*** Opening of RECORDS SHOWN ***
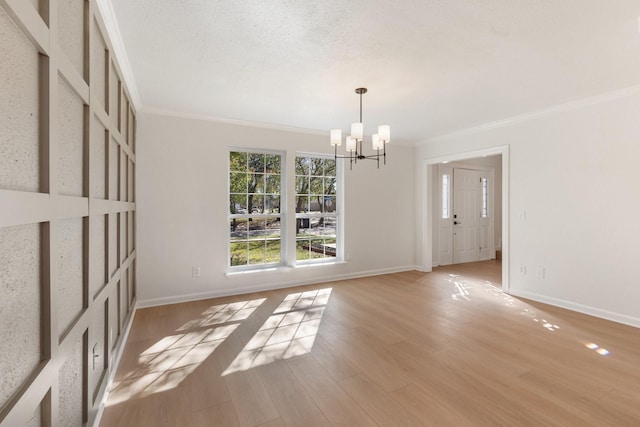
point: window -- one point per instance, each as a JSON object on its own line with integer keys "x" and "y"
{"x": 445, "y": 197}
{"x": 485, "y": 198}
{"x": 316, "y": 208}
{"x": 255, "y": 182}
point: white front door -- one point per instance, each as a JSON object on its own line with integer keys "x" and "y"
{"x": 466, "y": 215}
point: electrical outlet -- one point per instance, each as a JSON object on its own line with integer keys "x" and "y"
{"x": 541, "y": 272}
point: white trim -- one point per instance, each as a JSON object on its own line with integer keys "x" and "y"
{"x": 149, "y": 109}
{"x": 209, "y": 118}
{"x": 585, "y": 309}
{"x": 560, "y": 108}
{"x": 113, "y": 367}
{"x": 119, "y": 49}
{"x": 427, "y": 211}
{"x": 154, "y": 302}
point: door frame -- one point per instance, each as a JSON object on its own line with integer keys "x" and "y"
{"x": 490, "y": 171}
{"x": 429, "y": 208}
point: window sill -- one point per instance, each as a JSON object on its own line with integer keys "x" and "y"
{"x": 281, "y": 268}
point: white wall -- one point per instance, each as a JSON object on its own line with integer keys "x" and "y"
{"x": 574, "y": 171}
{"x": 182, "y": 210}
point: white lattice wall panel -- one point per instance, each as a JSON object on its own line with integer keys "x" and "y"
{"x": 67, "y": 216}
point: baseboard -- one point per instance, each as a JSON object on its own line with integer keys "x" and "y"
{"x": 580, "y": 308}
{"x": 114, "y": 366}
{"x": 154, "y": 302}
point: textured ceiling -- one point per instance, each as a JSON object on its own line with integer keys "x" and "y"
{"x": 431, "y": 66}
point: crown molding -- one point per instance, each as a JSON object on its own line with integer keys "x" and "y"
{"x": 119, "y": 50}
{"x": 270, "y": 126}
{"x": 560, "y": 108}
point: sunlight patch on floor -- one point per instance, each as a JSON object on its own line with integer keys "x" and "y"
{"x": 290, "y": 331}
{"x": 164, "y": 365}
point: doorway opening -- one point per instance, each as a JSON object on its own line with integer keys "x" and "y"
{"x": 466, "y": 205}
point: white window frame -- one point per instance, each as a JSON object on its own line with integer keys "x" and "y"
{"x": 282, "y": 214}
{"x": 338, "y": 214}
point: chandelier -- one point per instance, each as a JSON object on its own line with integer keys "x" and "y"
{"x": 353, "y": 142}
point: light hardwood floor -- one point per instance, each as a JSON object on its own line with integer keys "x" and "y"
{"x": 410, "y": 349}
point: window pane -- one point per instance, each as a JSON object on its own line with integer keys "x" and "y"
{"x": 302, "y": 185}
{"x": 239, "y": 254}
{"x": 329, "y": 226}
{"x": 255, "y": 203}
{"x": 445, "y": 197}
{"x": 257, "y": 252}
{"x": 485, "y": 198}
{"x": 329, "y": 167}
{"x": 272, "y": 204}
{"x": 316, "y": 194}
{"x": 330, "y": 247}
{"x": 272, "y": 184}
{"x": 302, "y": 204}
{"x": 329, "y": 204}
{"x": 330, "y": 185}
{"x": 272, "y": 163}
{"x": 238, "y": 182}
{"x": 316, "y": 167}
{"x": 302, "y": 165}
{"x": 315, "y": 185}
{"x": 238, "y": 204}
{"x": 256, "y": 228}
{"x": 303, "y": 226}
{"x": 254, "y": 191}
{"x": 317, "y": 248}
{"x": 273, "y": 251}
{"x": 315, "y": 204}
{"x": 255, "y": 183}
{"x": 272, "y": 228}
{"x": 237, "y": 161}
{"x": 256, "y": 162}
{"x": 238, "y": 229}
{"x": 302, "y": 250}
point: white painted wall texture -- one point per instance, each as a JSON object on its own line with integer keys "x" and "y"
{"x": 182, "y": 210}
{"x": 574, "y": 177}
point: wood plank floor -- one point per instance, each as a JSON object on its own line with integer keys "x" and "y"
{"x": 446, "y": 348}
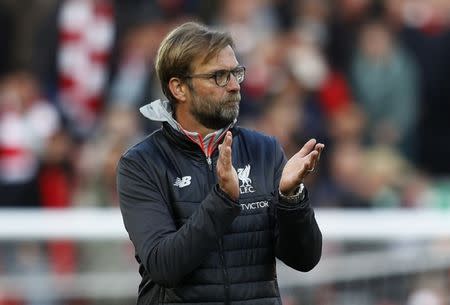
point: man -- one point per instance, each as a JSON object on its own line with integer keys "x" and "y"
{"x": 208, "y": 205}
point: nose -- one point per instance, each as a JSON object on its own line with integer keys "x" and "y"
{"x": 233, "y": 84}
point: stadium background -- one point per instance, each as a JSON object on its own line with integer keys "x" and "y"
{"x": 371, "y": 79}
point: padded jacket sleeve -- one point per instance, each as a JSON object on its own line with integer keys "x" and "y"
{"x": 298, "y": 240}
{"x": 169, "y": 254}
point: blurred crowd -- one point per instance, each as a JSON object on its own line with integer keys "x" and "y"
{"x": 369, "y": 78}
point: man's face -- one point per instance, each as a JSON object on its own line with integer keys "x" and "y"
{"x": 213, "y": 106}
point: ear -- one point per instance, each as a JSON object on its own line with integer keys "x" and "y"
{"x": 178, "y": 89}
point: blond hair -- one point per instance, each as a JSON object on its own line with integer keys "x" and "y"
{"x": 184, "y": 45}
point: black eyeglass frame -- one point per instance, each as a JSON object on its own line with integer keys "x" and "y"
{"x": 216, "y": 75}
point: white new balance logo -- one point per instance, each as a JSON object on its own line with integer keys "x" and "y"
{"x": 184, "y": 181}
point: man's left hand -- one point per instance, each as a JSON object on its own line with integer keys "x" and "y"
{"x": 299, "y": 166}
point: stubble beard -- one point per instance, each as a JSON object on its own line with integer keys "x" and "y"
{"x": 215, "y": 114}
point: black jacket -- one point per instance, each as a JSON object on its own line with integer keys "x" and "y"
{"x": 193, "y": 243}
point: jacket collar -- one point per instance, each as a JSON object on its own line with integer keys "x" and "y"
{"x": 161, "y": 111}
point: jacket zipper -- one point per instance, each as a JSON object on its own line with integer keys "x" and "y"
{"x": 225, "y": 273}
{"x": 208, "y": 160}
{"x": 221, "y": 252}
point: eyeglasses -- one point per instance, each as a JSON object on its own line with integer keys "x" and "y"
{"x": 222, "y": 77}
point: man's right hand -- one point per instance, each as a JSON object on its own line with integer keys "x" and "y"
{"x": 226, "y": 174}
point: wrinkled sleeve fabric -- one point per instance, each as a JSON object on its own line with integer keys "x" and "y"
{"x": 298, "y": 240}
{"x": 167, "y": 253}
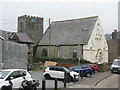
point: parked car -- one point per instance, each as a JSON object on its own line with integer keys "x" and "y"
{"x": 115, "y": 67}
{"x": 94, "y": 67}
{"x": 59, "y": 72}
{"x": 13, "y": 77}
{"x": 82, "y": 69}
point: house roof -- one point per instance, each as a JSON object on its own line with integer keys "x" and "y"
*** Close of RECORDS SHOWN ***
Copy out each record word for word and omit any pictures.

» COMPLETED TASK:
point: window -- one point per instance, each as a JSON object on its own line with integer keys "x" and "y"
{"x": 445, "y": 197}
{"x": 485, "y": 198}
{"x": 316, "y": 208}
{"x": 255, "y": 182}
point: white front door -- one point per instance, each as a JSON object on its own line with integer keys "x" and "y"
{"x": 466, "y": 215}
point: electrical outlet -- one point per instance, each as a JSON object on its own line with integer keys "x" and "y"
{"x": 541, "y": 272}
point: white trim -- one point per instance, each as a JSON object on its own line with integer keys "x" and "y"
{"x": 149, "y": 109}
{"x": 209, "y": 118}
{"x": 585, "y": 309}
{"x": 560, "y": 108}
{"x": 113, "y": 367}
{"x": 119, "y": 49}
{"x": 427, "y": 211}
{"x": 154, "y": 302}
point: door frame -- one point per instance, each as a JSON object on its own line with integer keys "x" and "y"
{"x": 490, "y": 171}
{"x": 429, "y": 208}
point: window sill -- one point per instance, each as a JSON object on its own line with integer keys "x" and "y"
{"x": 281, "y": 268}
point: white wall -- one point per instance, each as a JSON object on its own line with integer keys "x" and "y"
{"x": 574, "y": 171}
{"x": 182, "y": 210}
point: white lattice wall panel -- one point per instance, each as a JSON object on its own line with integer keys "x" and "y"
{"x": 67, "y": 216}
point: baseboard -- one point per instance, each as a JSON object on its own line with integer keys "x" and "y"
{"x": 580, "y": 308}
{"x": 114, "y": 366}
{"x": 154, "y": 302}
point: textured ceiling -- one point per instance, each as a JSON object on its own line with integer keys "x" and "y"
{"x": 431, "y": 66}
point: crown molding -- one point per instance, each as a JSON object on its own line with integer keys "x" and "y"
{"x": 119, "y": 50}
{"x": 270, "y": 126}
{"x": 560, "y": 108}
point: sunlight patch on floor -- one point per instance, each as a JSON object on its own line with integer keys "x" and "y"
{"x": 290, "y": 331}
{"x": 164, "y": 365}
point: doorway opening -- one point per instance, each as a JSON object on its own line with integer keys "x" and "y"
{"x": 466, "y": 205}
point: white window frame -- one point per instance, each as a JSON object on its own line with integer keys "x" and "y"
{"x": 282, "y": 214}
{"x": 338, "y": 214}
point: chandelier -- one point per instance, each as a JSON object on its own line with integer keys "x" and "y"
{"x": 353, "y": 142}
point: light hardwood floor -- one point per instance, each as a JSON object on its own line with integer keys "x" and "y"
{"x": 410, "y": 349}
point: window pane -- one point per instance, each as a JSON object on its own line with integer keys "x" and "y"
{"x": 302, "y": 185}
{"x": 239, "y": 254}
{"x": 329, "y": 226}
{"x": 255, "y": 203}
{"x": 445, "y": 197}
{"x": 257, "y": 252}
{"x": 485, "y": 198}
{"x": 329, "y": 167}
{"x": 272, "y": 204}
{"x": 316, "y": 194}
{"x": 330, "y": 247}
{"x": 272, "y": 184}
{"x": 302, "y": 204}
{"x": 329, "y": 204}
{"x": 330, "y": 185}
{"x": 272, "y": 163}
{"x": 238, "y": 182}
{"x": 316, "y": 167}
{"x": 302, "y": 165}
{"x": 315, "y": 185}
{"x": 238, "y": 204}
{"x": 256, "y": 228}
{"x": 303, "y": 226}
{"x": 254, "y": 191}
{"x": 317, "y": 248}
{"x": 273, "y": 251}
{"x": 315, "y": 204}
{"x": 255, "y": 183}
{"x": 272, "y": 228}
{"x": 237, "y": 161}
{"x": 256, "y": 162}
{"x": 238, "y": 229}
{"x": 302, "y": 250}
point: white painted wall texture -- one point per instance, each as a JSON object on its own line with integer keys "x" and "y"
{"x": 182, "y": 210}
{"x": 574, "y": 177}
point: wood plank floor -- one point per instance, each as a JSON object on its own line with integer keys "x" and "y"
{"x": 446, "y": 348}
point: man -- one point per instance, each as a JSON object on its own line with integer keys "x" and "y"
{"x": 208, "y": 205}
point: nose -- one point per instance, each as a JSON object on its own line with integer keys "x" and "y"
{"x": 233, "y": 84}
point: stadium background -- one point per instance, each as a JSON object on its own line with integer keys "x" and "y"
{"x": 371, "y": 79}
point: padded jacket sleeve -- one point per instance, each as a JSON object on its own line with integer keys "x" and "y"
{"x": 298, "y": 240}
{"x": 169, "y": 254}
point: blurred crowd -- one point per instance, each as a JSON object on its own line with integer keys "x" and "y"
{"x": 369, "y": 78}
point: man's face -- one point per instance, each as a JSON object on its own line with integer keys "x" and "y"
{"x": 213, "y": 106}
point: ear -- one point per instance, each as a JSON object on its own line with integer keys "x" and "y"
{"x": 178, "y": 89}
point: blond hair -- one point per instance, each as a JSON object on its own line with integer keys "x" and "y"
{"x": 184, "y": 45}
point: black eyeglass frame -- one point per instance, each as a JSON object on its own line with integer keys "x" and "y"
{"x": 216, "y": 75}
point: white new balance logo -- one point per instance, each as a JSON object on its own line with integer keys "x" and "y"
{"x": 184, "y": 181}
point: man's left hand -- one point per instance, each as a JSON object on its own line with integer keys "x" and "y"
{"x": 299, "y": 166}
point: stubble beard -- one point per instance, each as a JSON object on its own line with integer keys "x" and "y"
{"x": 215, "y": 114}
point: black jacket -- one point per instance, each as a JSON object on its own line with integer keys "x" and "y"
{"x": 193, "y": 243}
point: jacket collar -- one point per instance, each as a JSON object on its own line with integer keys "x" and "y"
{"x": 161, "y": 111}
point: jacket zipper -- one point per instance, each as a JSON object on its own line with integer keys "x" and "y"
{"x": 225, "y": 273}
{"x": 208, "y": 160}
{"x": 221, "y": 252}
point: eyeglasses -- one point per instance, each as a JSON object on its own line with integer keys "x" and "y"
{"x": 222, "y": 77}
point: man's right hand -- one point per instance, each as a JSON object on its own line with integer keys "x" and "y"
{"x": 226, "y": 174}
point: wrinkled sleeve fabric -- one point per instance, each as a JSON object on its own line with integer keys "x" and "y"
{"x": 298, "y": 240}
{"x": 167, "y": 253}
point: parked car -- one point per instance, each as a JSON object on its own line with integer keys "x" and "y"
{"x": 115, "y": 67}
{"x": 94, "y": 67}
{"x": 59, "y": 72}
{"x": 13, "y": 77}
{"x": 82, "y": 69}
point: house roof -- one point per instance, each as a JSON object on its own line with integer keys "x" and "y"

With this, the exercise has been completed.